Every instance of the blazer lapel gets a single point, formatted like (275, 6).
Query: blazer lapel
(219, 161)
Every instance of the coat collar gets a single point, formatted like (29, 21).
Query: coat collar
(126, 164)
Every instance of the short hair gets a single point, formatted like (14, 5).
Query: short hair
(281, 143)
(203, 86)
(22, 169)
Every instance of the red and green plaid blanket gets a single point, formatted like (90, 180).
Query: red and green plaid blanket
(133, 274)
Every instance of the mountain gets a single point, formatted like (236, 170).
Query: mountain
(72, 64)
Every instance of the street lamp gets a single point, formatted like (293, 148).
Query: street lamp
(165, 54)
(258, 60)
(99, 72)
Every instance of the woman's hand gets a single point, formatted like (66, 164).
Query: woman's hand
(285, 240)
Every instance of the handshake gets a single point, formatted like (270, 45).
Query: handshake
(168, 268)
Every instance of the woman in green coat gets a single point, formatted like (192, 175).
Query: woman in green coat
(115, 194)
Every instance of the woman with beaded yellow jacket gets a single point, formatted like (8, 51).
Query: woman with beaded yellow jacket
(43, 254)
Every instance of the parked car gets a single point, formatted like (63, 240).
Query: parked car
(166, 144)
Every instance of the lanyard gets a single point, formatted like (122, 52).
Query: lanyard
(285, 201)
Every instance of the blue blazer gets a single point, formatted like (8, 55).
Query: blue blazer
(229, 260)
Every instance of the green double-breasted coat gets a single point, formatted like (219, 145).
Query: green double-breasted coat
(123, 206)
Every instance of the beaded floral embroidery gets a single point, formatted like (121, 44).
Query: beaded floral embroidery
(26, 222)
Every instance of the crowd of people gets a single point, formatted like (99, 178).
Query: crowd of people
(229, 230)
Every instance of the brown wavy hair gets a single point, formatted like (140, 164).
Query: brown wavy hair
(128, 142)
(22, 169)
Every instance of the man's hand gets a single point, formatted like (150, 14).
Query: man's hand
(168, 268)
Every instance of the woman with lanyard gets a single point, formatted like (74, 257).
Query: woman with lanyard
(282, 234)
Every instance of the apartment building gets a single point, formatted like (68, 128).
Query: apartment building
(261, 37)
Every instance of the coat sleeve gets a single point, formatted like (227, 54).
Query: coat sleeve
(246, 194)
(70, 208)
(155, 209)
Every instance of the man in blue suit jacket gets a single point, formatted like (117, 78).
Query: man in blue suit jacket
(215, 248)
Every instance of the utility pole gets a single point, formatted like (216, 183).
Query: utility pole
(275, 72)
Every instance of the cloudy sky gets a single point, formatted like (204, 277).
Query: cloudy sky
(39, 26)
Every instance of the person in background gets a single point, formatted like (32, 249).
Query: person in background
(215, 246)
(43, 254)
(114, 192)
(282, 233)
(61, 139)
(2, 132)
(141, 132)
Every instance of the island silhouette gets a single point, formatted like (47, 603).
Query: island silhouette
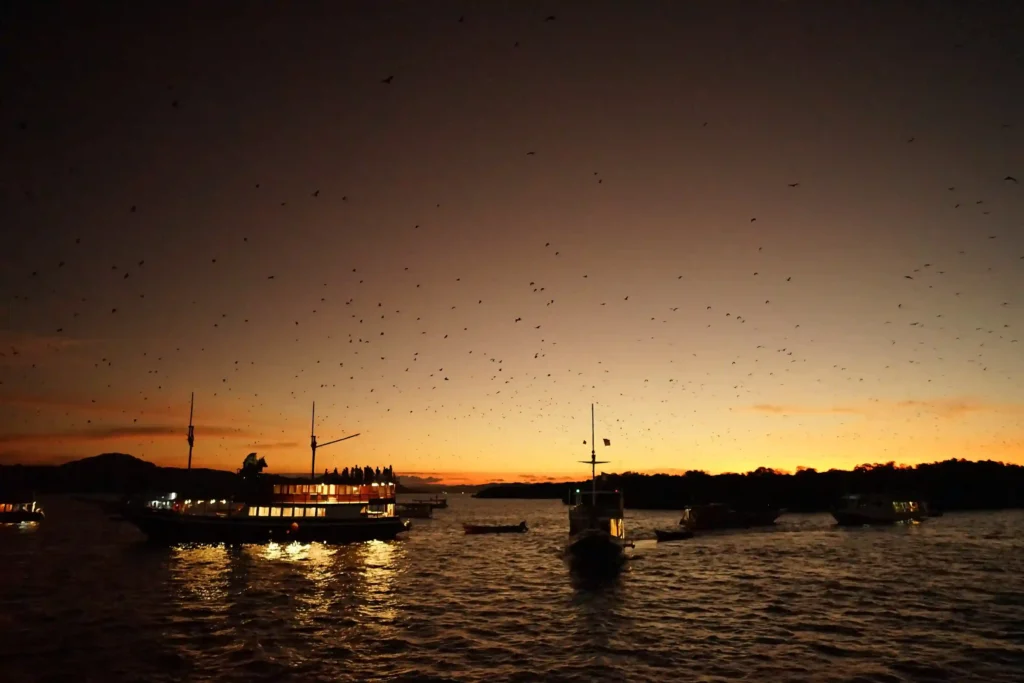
(951, 484)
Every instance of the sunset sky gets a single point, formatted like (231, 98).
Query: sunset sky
(754, 233)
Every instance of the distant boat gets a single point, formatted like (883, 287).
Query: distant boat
(863, 509)
(597, 534)
(673, 535)
(720, 516)
(311, 511)
(16, 509)
(416, 510)
(496, 528)
(437, 502)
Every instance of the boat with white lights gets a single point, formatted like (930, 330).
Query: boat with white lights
(597, 532)
(715, 516)
(861, 509)
(331, 509)
(19, 509)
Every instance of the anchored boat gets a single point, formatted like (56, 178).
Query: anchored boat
(863, 509)
(324, 510)
(16, 509)
(719, 516)
(597, 535)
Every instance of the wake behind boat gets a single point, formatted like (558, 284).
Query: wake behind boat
(597, 535)
(665, 536)
(496, 528)
(332, 510)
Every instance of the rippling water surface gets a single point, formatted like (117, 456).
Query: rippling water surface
(84, 598)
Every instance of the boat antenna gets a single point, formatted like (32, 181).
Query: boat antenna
(192, 429)
(313, 445)
(593, 462)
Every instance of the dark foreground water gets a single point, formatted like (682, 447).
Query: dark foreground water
(83, 598)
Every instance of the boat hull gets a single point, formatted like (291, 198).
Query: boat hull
(20, 516)
(853, 518)
(595, 551)
(714, 517)
(166, 526)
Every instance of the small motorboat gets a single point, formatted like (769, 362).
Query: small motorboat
(673, 535)
(496, 528)
(416, 510)
(20, 510)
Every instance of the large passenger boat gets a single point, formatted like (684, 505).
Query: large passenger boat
(334, 509)
(861, 509)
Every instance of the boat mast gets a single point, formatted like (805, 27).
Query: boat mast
(313, 445)
(192, 429)
(593, 461)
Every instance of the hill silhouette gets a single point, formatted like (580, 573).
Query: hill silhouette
(952, 484)
(123, 474)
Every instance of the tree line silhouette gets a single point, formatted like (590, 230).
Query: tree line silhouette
(124, 474)
(952, 484)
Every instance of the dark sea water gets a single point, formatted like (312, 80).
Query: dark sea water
(83, 598)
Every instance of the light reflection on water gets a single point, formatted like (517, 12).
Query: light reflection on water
(803, 601)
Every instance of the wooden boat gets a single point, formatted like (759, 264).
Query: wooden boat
(858, 510)
(305, 511)
(597, 535)
(416, 510)
(673, 535)
(17, 509)
(437, 502)
(496, 528)
(720, 516)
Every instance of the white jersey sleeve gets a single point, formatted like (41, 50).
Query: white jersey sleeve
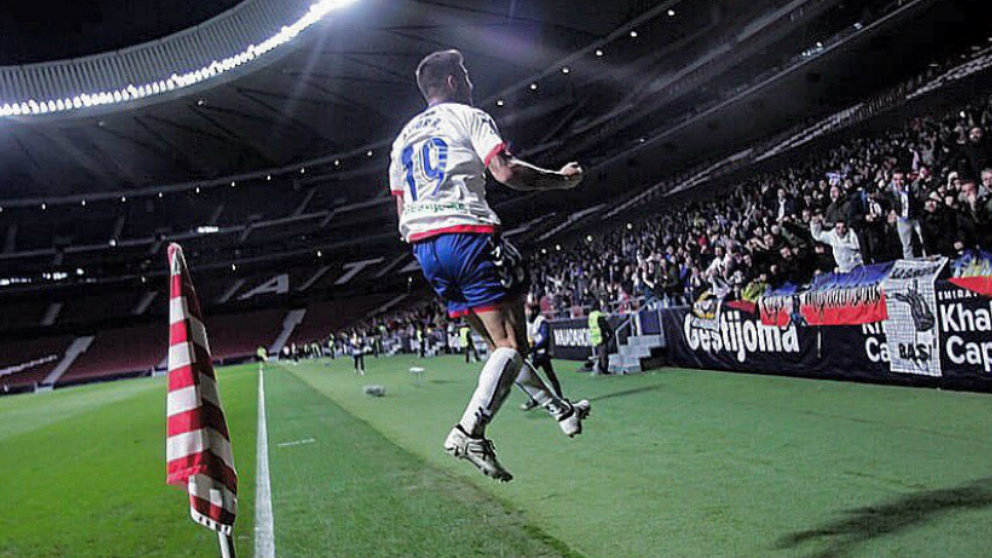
(438, 165)
(485, 136)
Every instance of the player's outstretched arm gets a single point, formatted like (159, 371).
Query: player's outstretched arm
(521, 175)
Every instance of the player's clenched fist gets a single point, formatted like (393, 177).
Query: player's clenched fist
(573, 174)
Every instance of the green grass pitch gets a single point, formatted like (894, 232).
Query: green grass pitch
(672, 463)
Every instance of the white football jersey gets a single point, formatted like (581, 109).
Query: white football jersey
(438, 164)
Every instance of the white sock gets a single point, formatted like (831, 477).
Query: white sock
(495, 381)
(534, 386)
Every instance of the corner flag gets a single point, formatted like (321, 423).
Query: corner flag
(198, 446)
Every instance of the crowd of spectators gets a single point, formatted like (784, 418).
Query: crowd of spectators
(923, 190)
(920, 191)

_Your goal_: Retype each record exactly as it stands, but do not include the pictures.

_Result below_:
Every instance of the blazer lapel gets a single point, formatted like (275, 6).
Query: blazer lapel
(219, 161)
Every instance of the coat collar gets a single point, formatted like (29, 21).
Query: coat collar
(126, 164)
Every instance of the short hair gets a single point, formatted like (14, 5).
Query: short hair
(281, 143)
(203, 86)
(22, 169)
Every instance of the red and green plaid blanket gets a single point, formatted like (90, 180).
Query: red and green plaid blanket
(133, 274)
Every instance of the mountain gets a single point, formatted like (236, 170).
Query: mountain
(72, 64)
Every instance of the street lamp gets a single point, formatted like (293, 148).
Query: street lamp
(165, 54)
(258, 60)
(99, 72)
Every instance of the woman's hand gets a single point, formatted like (66, 164).
Query: woman's hand
(285, 240)
Every instance of the handshake gets a single point, formatted like (270, 45).
Query: handshake
(168, 268)
Every instance of the woman in green coat gets a single point, formatted like (192, 175).
Query: woman in green coat
(115, 194)
Every instance of the woman with beaded yellow jacket gets a single point, formatted like (8, 51).
Query: woman with beaded yellow jacket
(43, 254)
Every instance of the parked car gets a single point, formatted like (63, 240).
Query: parked car
(166, 144)
Every instance of the lanyard gets a single point, formatted like (122, 52).
Query: lanyard
(285, 201)
Every instance of the blue blazer gets a single point, formatted like (8, 55).
Query: blue blazer
(229, 260)
Every instance of the green double-breasted coat gets a single point, formatted like (219, 145).
Query: green double-breasted coat
(123, 206)
Every instance of the beaded floral embroidery gets a single point, formatted like (121, 44).
Query: beaded floral embroidery
(26, 222)
Every instance of the crowd of people gets a single point, formatted like (99, 178).
Query: crowd of people
(229, 230)
Every instance of the brown wavy hair gets a single point, formatted like (140, 164).
Query: brown wavy hair
(128, 142)
(22, 169)
Every instance of the man's hand gets a single point, formatted like (150, 14).
Query: man's hand
(168, 268)
Every instance of the woman with lanyard gets a single point, formatted like (74, 257).
Query: woman with lanyard
(282, 234)
Every instance of the apartment building gets a single point, formatted like (68, 128).
Query: apartment building
(261, 37)
Every instance of the coat sleeve gets a single point, formatted like (227, 54).
Query: coat sleeve
(246, 194)
(70, 208)
(155, 209)
Every instance of the man in blue suit jacket gets a single point, formatted like (117, 78).
Query: man in blue suit jacket
(215, 248)
Every instance of the utility pole gets a single point, formatted like (216, 183).
Query: utility pole
(275, 72)
Every instance of the cloudy sky gets a single point, formatted like (204, 277).
Query: cloudy sky
(39, 26)
Every instance of the person in background gets a single point, formatted like (32, 249).
Query: person in background
(215, 246)
(43, 254)
(114, 192)
(282, 233)
(61, 139)
(2, 132)
(141, 132)
Every instance of the island silhouette gets a single point, formatted like (47, 603).
Query: island silhouette
(951, 484)
Every instance of the sunset sky gets a single point, formatted like (231, 98).
Query: sunset sky
(754, 233)
Every instance of the distant boat gets a single point, formatted like (883, 287).
Query: distant boat
(863, 509)
(597, 534)
(673, 535)
(720, 516)
(311, 511)
(16, 509)
(416, 510)
(496, 528)
(437, 502)
Every instance of the boat with white lights gets a single point, formatted like (930, 330).
Query: boat with white lights
(597, 532)
(715, 516)
(861, 509)
(331, 509)
(19, 509)
Every instance of the anchored boat gets a single point, formatted like (56, 178).
Query: anchored boat
(863, 509)
(324, 510)
(16, 509)
(719, 516)
(597, 535)
Every instance of the wake behind boat gets a single point, formatted like (558, 284).
Query: wake behind boat
(597, 535)
(665, 536)
(496, 528)
(332, 510)
Every instance of the rippling water surface gets a single point, formatted like (117, 456).
Query: rippling water surface
(84, 598)
Every instance of the boat antenna gets a single point, formatted like (32, 181).
Query: boat antenna
(192, 429)
(313, 445)
(593, 462)
Every instance of the dark foreground water gets a single point, formatted like (682, 447).
Query: dark foreground water
(83, 598)
Every instance of the boat hull gets a single point, formatted like (291, 198).
Query: boat hull
(20, 516)
(853, 518)
(595, 551)
(714, 517)
(166, 526)
Every instance of the small motorboat gets a single point, formatted like (769, 362).
Query: small motorboat
(673, 535)
(496, 528)
(416, 510)
(20, 510)
Every instance of the large passenger boat gets a single point, formatted like (684, 505).
Query: large passenger boat
(334, 509)
(861, 509)
Every instance of the boat mast gets a single point, formatted like (805, 27).
Query: boat mast
(313, 445)
(192, 429)
(593, 461)
Every instance of the hill silhouette gets a single point, formatted like (580, 573).
Query: hill silhouette
(952, 484)
(123, 474)
Every instance of the tree line silhouette gets a single point, formatted like (590, 230).
Query: tree line silhouette
(124, 474)
(952, 484)
Every instance of the dark sea water gets a single point, formatted like (312, 80).
Query: dark sea water
(83, 598)
Every instance of the light reflection on water gets a single point, formatted like (517, 12).
Query: light reflection on water
(803, 601)
Every instance of the wooden boat gets a single point, formatted like (759, 264).
Query: wooden boat
(858, 510)
(305, 511)
(597, 535)
(416, 510)
(673, 535)
(17, 509)
(437, 502)
(496, 528)
(720, 516)
Every instance of the white jersey sleeve gets a single point, formatted like (41, 50).
Query: white jersey sleeve
(438, 165)
(485, 136)
Every instance of the player's outstretched arm gets a single point, formatted like (159, 371).
Query: player's outstretched arm
(521, 175)
Every instance of the player's clenched fist gets a single point, formatted like (393, 177).
Query: player's clenched fist
(573, 174)
Every instance of the green grass pitch gets a single point, formatted like (894, 232).
Query: green grass pitch
(672, 463)
Every instance of the white football jersey gets a single point, formatted like (581, 109).
Query: white football jersey
(438, 164)
Every instance of the white sock gets a single point, formatted like (831, 477).
Query: white sock
(495, 381)
(534, 386)
Every instance of the corner flag gets a single point, formatted like (321, 423).
Query: corner flag
(198, 446)
Every instance of the crowd of spectators gets a single point, formatted like (784, 418).
Query: crowd of spectators
(923, 190)
(920, 191)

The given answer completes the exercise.